* **ЗАДАНИЯ**
1. Выпишите из рассказа о родителях имена всех людей, которые в нём названы.
2. Ответьте по рассказу о родителях на вопросы:
(а) В каком году родители впервые встретились?
(б) Куда и зачем отправился папа?
(в) Кем папа работал по ночам?
3. Продолжите рассказ о родителях, начав сразу после последнего предложения.

В Бахмут папа добрался без особых приключений.
А в это время в Бахмут, к своему старшему брату Моте Залесскому и его жене Гисе, приехала погостить двадцатилетняя Роня, в будущем моя мама.
И вот тогда, в 1920 году, встретились впервые мои родители. Возник роман.
Через много лет мама рассказывала, как мучился папа, приходя к ней на свидания. Кроме вручённой ему во Владикавказе одежды, у него ничего не было. Из туфель вылезали пальцы. Однажды он пришёл к ней в бархатной куртке, которую выпросил у Мишеля, младшего сводного брата. Но через некоторое время Мишель передумал и пришёл к месту свидания, чтобы куртку забрать.
С момента возвращения в Бахмут в папиной душе, во всём его существе поселился страх. Что могло быть страшнее в долгие годы советского государства, чем служба в белой армии?
С этим пожирающим человека чувством и отправился он в Москву учиться в Горной академии. С мамой были связаны все жизненные планы, и она обещала ждать его возвращения.
Лишённый какой-нибудь материальной поддержки, папа днём учился, а по ночам работал сторожем на Московской сельскохозяйственной выставке. В трудовой книжке, которая тогда появилась, об этом сделана соответствующая запись.

* **СВЕДЕНИЯ**
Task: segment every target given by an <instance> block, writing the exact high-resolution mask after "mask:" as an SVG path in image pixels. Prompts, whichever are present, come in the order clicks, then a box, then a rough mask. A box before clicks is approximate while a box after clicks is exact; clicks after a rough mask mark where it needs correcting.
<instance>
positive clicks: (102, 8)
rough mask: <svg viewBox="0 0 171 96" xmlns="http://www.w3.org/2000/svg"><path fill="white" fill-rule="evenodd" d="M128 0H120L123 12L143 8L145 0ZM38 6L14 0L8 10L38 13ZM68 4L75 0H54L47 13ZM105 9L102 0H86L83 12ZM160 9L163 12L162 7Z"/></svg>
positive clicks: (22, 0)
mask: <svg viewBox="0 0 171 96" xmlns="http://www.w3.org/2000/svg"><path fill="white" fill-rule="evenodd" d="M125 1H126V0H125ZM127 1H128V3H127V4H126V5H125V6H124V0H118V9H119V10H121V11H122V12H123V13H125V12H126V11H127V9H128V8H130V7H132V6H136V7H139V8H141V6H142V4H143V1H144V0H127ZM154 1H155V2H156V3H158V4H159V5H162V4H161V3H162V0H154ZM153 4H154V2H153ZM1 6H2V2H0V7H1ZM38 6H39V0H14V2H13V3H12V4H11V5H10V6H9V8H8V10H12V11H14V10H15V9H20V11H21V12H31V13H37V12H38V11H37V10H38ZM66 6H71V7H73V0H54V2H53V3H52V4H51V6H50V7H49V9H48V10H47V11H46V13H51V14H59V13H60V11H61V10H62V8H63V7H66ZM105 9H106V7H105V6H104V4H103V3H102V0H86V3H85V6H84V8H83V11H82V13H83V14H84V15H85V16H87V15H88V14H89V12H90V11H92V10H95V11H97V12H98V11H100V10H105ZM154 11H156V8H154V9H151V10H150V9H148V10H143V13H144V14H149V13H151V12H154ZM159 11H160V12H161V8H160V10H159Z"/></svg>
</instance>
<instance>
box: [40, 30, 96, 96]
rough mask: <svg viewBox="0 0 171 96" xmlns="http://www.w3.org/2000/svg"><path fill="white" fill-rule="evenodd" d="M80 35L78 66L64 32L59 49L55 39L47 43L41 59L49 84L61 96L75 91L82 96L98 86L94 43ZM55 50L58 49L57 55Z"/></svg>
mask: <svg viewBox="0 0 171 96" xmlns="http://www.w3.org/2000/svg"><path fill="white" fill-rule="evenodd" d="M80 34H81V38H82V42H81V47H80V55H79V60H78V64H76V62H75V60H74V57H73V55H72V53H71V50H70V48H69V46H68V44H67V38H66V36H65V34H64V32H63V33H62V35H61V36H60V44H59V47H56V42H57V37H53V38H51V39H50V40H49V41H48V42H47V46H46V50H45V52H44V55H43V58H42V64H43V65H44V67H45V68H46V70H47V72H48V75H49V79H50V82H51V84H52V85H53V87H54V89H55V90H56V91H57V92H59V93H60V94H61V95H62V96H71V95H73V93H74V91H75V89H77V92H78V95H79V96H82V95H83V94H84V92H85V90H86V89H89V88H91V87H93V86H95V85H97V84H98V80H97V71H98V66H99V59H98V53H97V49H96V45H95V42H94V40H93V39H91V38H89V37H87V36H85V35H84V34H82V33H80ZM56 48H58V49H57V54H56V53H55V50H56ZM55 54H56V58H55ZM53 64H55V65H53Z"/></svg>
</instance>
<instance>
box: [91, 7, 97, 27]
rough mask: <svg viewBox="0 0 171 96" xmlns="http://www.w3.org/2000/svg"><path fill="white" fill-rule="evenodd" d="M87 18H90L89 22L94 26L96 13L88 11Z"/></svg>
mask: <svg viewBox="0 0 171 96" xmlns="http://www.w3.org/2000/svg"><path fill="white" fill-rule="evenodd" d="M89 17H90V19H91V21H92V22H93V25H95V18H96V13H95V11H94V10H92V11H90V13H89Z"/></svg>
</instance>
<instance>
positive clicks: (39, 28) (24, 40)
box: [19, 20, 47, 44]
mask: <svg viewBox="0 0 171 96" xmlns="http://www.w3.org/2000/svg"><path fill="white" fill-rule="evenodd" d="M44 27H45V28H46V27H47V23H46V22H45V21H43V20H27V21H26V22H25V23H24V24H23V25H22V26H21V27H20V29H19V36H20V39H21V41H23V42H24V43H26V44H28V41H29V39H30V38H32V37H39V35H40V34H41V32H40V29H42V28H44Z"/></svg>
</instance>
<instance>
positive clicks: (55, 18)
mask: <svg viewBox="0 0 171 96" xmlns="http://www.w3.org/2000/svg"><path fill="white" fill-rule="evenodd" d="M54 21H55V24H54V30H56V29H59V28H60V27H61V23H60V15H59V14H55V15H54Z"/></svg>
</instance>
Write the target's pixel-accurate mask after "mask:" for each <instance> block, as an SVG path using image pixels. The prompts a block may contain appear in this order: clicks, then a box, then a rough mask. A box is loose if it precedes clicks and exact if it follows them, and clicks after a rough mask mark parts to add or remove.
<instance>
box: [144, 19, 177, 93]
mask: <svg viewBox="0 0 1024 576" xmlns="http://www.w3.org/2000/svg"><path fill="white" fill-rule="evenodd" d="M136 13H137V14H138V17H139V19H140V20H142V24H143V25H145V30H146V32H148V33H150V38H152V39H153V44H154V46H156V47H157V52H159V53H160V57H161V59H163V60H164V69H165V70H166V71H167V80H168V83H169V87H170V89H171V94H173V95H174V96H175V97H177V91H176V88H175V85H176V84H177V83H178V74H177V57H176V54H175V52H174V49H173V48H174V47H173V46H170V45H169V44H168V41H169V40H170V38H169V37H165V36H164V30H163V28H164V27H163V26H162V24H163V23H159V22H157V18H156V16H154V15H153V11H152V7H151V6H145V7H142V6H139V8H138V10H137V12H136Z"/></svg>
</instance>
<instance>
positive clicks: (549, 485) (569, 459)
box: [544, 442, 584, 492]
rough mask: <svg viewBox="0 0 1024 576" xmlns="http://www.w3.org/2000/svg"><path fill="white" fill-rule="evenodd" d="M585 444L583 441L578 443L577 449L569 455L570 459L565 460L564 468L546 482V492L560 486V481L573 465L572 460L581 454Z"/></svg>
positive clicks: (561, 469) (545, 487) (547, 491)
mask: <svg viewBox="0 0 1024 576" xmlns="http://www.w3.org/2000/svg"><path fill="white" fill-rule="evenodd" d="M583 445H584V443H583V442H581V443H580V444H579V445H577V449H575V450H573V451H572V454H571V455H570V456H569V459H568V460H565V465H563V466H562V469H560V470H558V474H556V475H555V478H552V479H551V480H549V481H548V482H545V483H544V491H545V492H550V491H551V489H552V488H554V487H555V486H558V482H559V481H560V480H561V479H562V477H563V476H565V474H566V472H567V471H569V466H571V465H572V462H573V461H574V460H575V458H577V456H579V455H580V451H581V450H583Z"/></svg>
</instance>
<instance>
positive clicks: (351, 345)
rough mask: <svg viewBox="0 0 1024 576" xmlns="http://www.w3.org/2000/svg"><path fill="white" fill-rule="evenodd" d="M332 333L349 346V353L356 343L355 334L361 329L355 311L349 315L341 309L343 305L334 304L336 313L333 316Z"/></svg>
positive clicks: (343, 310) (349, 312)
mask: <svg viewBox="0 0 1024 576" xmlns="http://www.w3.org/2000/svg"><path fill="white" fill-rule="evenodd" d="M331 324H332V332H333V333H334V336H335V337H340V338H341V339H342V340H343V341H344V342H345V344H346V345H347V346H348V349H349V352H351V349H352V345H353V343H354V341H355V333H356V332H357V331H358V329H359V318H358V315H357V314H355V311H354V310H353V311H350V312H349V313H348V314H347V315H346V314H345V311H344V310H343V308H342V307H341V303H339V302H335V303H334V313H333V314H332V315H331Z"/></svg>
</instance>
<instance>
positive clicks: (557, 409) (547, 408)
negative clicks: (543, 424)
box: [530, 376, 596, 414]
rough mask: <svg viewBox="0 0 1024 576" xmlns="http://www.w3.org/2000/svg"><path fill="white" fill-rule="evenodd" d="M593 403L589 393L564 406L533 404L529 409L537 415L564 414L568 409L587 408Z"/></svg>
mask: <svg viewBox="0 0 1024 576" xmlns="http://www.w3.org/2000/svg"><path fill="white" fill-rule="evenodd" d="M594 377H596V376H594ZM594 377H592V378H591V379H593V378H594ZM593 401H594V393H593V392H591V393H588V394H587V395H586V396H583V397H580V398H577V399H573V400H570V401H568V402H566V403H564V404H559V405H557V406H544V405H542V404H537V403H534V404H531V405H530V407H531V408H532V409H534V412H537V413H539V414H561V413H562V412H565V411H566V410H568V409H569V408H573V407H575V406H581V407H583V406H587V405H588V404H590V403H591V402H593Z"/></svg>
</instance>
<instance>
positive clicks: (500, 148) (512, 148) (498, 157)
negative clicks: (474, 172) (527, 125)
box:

* **ОТВЕТЫ ПО ПУНКТАМ**
1. Мотя Залесский, Гися, Роня, Мишель

2.
(а) В 1920 году.
(б) В Москву, учиться в Горной академии.
(в) Сторожем на Московской сельскохозяйственной выставке.

3.
Так прошло четыре года.
То ли в конце 1924, то ли в начале 1925 года в отдел кадров академии пришло письмо из Артёмовска (Бахмута). Советские органы уведомляли администрацию академии… нет, не о службе в белой армии, а о том, что его отец, Израиль Хаят, имел до революции наёмных рабочих и тем самым является чуждым для советского государства элементом и, следовательно, его сын не может быть студентом высшего учебного заведения. И папа, с соответствующей формулировкой, был отчислен.
Маму он нашёл в Харькове. 5 июня 1925 года они зарегистрировали свой брак.
4 апреля 1975 года папа умер, не дожив двух месяцев до золотой свадьбы.
Папа умирал несколько раз.
Мы вернулись в Харьков с мамой после эвакуации в Сибирь 4 июня 1944 года. Папа работал в Харькове со дня освобождения. Застали мы его в ужасающем состоянии. Он никогда не был полным, а тут… Худющий, заросший, сгибающийся вдвое от боли в животе. Муки от грыжи в паху. Часть дома была разрушена бомбой. Сантехника не работала. Жильцы ходили оправляться в развалины.
Оставалось загадкой, как папа дожил до нашего приезда. Собственно, не нашего, а маминого. От меня было мало прока, а мама бросилась его спасать.
Работал папа много. Транспорта не было. Приходилось пешком преодолевать огромные расстояния. О диете, естественно, никто даже не заикался.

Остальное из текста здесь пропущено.